- _EXERCISE SET_
1) Using the introduction about The Sight Below, state whether each statement agrees with it, answering yes or no and quoting the deciding words. (a) Glider was The Sight Below's debut album, released in 2008. (b) The vinyl edition includes a remix by Biosphere. (c) The vinyl edition is a single disc.
2) According to the introduction about The Sight Below, what is the real name of the artist who records as The Sight Below?
3) Repeat the introduction about The Sight Below from "We took this" up to and including "to be released.".

- _TEXT EXTRACT_
(begin)
In 2008 The Sight Below released his debut album ‘Glider‘ on Ghostly International. Since then it’s been well-received in selected experimental/ambient circles and in the music world at large, gaining plaudits from international publications and musicians, including Radiohead’s Thom Yorke. Three years on and Ghostly International have finally released a 2 piece vinyl edition of the LP celebrating the deep propulsive bass tones and achingly subtle electronics that lie within the veins of ‘Glider’ accompanied with remixes by Pantha Du Prince, Biosphere and Eluvium.
We took this opportunity to catch up with The Sight Below AKA Rafael Anton Irisarri to find out more about the man behind this dreamlike music and why it’s taken so long for a vinyl edition of ‘Glider’ to be released.
Can you please begin by introducing yourself to our readers, telling us where you’re from and what you’re currently up to?
(end)
- _DATA RECORDS_
(begin)
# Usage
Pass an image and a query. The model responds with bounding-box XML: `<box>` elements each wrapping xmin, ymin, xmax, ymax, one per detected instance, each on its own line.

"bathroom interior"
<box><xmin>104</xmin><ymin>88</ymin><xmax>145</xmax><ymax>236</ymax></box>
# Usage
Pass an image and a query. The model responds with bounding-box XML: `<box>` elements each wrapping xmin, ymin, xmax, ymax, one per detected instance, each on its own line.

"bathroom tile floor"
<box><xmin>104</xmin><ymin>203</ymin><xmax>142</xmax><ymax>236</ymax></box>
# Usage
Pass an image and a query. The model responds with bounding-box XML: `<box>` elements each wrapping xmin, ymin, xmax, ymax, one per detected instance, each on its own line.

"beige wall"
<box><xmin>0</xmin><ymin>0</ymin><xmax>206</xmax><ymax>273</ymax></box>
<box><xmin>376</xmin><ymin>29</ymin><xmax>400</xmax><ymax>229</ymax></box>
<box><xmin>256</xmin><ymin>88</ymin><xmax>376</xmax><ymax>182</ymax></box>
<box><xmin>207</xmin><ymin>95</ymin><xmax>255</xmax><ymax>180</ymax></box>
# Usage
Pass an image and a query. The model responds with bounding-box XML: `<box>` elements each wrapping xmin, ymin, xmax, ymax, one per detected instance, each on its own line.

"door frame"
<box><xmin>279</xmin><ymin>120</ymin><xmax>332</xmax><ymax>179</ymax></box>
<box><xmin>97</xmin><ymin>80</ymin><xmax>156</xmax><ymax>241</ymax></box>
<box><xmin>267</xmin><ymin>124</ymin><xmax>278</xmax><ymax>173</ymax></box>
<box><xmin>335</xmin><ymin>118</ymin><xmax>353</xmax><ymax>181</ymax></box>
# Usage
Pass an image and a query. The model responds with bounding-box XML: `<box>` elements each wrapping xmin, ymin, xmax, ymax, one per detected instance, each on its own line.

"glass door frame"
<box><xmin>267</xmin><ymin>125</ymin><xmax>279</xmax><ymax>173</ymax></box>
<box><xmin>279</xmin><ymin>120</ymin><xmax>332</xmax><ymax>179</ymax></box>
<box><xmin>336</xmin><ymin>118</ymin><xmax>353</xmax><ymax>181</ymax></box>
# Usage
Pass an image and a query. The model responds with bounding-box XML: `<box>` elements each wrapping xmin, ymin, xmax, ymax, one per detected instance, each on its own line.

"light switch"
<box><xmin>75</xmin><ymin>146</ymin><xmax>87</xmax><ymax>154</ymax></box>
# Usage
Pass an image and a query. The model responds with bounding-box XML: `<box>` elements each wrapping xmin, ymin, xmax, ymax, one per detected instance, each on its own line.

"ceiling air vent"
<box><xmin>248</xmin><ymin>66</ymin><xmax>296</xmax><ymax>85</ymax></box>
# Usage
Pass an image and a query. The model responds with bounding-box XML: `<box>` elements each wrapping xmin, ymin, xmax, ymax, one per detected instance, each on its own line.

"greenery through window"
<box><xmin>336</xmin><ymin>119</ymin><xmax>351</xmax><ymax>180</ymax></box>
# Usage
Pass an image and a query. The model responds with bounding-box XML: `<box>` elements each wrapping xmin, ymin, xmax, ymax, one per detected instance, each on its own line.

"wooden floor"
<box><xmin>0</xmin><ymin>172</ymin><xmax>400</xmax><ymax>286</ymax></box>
(end)
- _RESPONSE LIST_
1)
(a) Yes: "In 2008 The Sight Below released his debut album"
(b) Yes: "accompanied with remixes by Pantha Du Prince, Biosphere and Eluvium"
(c) No: "a 2 piece vinyl edition of the LP"

2) Rafael Anton Irisarri

3)
We took this opportunity to catch up with The Sight Below AKA Rafael Anton Irisarri to find out more about the man behind this dreamlike music and why it’s taken so long for a vinyl edition of ‘Glider’ to be released.